EXCERPT:
Christ

I’m of the conviction that the worst thing in life is to pay no attention to Christ. As such, the greatest thing is to give Him your full attention. A reality that has washed over me the past year has been the relative ease with which one who really treasures Christ may go about leaving Him in the dust trail of a life unconcerned with Him. A crux was reached one day while I was washing dishes at my advising professor’s home in Findlay Ohio.

Dr. Gary Staats and his wife Janet let two close friends of mine and I stay at their place Monday through Wednesday to take classes as commuting students at Winebrenner Theological Seminary. They are kind, simple living people in their sixties with hearts of pure gold. Being there nearly every week for the past eight months has been a blessing I will never fully comprehend. A trademark my closest friends and I share, aside from being serious about following Christ, is cooking Indian food. Gary and Janet love it, and we have cooked for them every Tuesday for a long time now. We do it early before classes start at 12:30pm and eat it for lunch and dinner. By the end of this past semester we had as many as fifteen guests for dinner between classes. My 12:30 class was Hebrew Exegesis with Dr. Staats. I’d been taking his lunch to him before class because he met early with a few other students with scheduling issues at 10:00am. This one February morning I was cleaning some of the bowls we were using to cook and he was walking out of the door. Janet followed him and they said their goodbyes. I was watching through a window, and as he initially walked out he turned and looked at Janet. With an urgent appeal bearing the innocence of a child he said, “Please pray that I make Christ the center.” She assured him she would and then he left, decaf coffee and books in tow.

DATASET RECORDS:
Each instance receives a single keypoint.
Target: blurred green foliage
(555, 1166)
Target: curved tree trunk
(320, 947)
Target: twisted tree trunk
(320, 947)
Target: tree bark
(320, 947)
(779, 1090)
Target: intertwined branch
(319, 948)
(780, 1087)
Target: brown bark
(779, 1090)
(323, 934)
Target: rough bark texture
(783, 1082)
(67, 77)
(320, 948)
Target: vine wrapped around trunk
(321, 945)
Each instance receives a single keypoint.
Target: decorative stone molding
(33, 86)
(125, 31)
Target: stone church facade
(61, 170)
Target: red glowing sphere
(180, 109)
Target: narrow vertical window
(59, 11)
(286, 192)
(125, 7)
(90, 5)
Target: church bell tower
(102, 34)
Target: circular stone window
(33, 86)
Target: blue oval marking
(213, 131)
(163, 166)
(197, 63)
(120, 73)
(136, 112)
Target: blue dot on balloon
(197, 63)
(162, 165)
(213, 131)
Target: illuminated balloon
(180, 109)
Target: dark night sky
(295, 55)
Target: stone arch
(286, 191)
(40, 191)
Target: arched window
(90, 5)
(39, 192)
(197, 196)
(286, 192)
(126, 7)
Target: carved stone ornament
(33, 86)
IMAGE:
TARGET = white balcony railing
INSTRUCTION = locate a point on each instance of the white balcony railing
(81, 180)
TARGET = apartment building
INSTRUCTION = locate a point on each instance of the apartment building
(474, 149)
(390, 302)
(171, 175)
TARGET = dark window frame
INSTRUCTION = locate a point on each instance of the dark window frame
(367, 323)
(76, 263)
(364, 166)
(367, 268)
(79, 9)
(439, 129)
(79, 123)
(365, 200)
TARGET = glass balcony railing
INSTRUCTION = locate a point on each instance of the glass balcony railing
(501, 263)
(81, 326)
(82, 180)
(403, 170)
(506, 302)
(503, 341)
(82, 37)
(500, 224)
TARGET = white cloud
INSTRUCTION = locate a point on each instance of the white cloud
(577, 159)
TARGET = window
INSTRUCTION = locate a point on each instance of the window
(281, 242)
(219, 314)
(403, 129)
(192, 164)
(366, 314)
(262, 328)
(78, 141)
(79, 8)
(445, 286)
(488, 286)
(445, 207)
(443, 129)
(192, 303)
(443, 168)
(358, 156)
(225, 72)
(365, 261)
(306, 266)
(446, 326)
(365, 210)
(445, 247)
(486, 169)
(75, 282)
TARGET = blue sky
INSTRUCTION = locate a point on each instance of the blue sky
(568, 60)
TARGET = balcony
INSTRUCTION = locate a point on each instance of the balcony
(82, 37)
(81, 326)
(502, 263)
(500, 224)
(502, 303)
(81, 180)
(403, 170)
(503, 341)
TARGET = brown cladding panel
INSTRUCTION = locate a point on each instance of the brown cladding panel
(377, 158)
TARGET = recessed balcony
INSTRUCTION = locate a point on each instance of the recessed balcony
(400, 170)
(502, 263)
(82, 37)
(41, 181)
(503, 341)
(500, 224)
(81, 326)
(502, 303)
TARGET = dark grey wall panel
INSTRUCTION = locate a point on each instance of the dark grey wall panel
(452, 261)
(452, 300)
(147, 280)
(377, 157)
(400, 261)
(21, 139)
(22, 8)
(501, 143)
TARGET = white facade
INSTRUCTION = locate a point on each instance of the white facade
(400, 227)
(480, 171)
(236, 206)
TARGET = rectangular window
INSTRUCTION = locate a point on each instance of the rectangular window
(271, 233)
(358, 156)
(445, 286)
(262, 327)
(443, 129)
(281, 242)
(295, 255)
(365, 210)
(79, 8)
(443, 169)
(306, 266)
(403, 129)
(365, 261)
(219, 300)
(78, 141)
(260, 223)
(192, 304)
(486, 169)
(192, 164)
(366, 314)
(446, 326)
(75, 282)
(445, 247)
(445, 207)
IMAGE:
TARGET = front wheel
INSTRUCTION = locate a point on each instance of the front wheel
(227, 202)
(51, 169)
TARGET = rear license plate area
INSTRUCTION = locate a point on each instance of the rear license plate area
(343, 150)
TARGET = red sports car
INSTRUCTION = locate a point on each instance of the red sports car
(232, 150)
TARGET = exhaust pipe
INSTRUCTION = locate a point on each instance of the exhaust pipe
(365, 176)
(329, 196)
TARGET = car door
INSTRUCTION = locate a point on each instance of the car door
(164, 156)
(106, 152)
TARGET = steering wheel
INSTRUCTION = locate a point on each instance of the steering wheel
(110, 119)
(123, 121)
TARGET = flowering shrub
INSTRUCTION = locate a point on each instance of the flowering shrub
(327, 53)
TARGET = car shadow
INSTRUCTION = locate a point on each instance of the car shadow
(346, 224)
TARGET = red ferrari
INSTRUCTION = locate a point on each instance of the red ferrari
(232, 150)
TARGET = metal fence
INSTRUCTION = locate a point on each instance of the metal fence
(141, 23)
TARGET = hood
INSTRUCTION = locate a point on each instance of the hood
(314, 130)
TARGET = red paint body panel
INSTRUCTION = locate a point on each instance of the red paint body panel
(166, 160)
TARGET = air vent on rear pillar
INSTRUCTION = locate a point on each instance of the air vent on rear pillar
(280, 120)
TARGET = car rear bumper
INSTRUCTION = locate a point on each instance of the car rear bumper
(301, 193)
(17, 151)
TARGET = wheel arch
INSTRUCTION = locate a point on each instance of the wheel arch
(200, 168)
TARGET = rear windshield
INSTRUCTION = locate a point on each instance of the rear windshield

OBJECTIVES:
A - In the reflection on Christ, why did the writer take lunch to Dr. Staats before the 12:30 class? Answer in one to three sentences.
B - Continue the reflection on Christ from its final sentence.

SOLVED PROBLEMS:
A - The writer took lunch to Dr. Staats before class because he met early, at 10:00am, with a few other students who had scheduling issues.

B -
Another class I had this semester with Dr. Staats was on the Book of Hebrews. He told the story in class about a time he was teaching this book to a group in Germany on staff with a well known mission organization. One of the leaders stood up and asked him what the practical value of this study was for them and what they were doing. “I told him, ‘This book is practical because it is about Christ and His superiority. What could be more practical for any Christian,’” Gary said to us as he cringed with the memory. I don’t know what that Christian leader wanted from a Bible study, but his sentiment seems to be a growing phenomenon in Western Christianity. That sentiment is that Christ is not enough. He’s not enough to preach about, not enough to think about, not enough to live for, not enough to die for, not enough to study and not enough to teach. And we’ll all sing that “He’s more than enough for me,” but we forget Him. We forget He’s real, He’s God, He created us, He died for our sins, He rose for our lives, He speaks to us, He has an opinion about our everyday decisions, He wants glory from our lives, He said money was the root of all evil, He said to love our enemies, He said don’t worry about tomorrow, He’s going to return, He is the judge over all the world, He wants us to know Him, He wants us to get Him into others lives any loving way we can, He is our great pathfinder to God and we can and should listen to Him more than anything else we do.

I’m of the conviction that giving Christ my full attention is the greatest thing in life or death. This begs the question I’ve begun to ask myself everyday and I now ask you: Is Christ the center of all that you are? Where He is the center, there will be your joy; where He is not, there will be your bane.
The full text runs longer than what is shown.